## TASK TO CARRY OUT
Pull out every line in the records below that includes the word "jacket", and list each one.

## SUPPLIED DATA
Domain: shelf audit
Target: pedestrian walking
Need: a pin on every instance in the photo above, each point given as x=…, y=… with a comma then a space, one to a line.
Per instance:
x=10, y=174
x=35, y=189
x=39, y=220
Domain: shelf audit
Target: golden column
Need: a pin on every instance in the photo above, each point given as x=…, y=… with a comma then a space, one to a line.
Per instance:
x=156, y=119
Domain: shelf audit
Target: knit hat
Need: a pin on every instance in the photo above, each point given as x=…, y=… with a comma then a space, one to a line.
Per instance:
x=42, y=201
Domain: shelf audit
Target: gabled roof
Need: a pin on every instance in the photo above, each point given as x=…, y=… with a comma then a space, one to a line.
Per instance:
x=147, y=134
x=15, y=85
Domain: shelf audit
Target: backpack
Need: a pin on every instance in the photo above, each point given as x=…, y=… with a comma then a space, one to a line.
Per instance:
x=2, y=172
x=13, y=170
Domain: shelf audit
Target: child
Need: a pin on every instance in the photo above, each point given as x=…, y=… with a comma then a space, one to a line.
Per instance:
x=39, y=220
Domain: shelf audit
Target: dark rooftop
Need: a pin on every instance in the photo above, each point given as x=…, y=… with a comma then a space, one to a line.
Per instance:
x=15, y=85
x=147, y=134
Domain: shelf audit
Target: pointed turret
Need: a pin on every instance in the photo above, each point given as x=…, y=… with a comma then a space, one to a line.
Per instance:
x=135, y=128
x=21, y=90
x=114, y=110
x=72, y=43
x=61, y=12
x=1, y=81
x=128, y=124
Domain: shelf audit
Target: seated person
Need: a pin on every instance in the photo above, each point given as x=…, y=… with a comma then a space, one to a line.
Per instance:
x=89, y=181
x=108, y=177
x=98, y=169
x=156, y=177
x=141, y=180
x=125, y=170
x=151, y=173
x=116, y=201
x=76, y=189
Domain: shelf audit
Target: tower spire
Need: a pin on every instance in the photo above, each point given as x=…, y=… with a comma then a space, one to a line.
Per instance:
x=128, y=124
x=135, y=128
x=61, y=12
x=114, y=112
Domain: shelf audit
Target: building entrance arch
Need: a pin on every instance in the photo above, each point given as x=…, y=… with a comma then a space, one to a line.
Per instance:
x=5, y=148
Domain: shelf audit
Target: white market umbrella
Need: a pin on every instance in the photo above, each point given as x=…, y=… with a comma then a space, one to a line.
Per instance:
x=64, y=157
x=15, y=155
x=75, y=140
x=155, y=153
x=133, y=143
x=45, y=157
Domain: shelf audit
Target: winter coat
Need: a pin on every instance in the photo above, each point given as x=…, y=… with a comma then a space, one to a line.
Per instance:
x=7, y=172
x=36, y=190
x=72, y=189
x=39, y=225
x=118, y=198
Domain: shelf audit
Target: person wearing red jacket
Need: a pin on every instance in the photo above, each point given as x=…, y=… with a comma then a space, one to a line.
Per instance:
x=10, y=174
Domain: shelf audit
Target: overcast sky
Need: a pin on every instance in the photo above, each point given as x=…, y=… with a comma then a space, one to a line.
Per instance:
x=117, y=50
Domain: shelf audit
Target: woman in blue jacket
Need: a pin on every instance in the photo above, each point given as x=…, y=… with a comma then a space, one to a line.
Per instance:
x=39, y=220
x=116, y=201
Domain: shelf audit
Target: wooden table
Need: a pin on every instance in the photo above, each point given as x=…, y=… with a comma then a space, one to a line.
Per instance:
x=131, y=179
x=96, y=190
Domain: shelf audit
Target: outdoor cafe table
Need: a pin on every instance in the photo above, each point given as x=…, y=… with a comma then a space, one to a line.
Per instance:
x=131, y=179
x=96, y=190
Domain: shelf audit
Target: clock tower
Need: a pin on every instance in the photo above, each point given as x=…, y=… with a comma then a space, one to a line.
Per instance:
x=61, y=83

## FINAL ANSWER
Target: person wearing red jacket
Target: woman in blue jacket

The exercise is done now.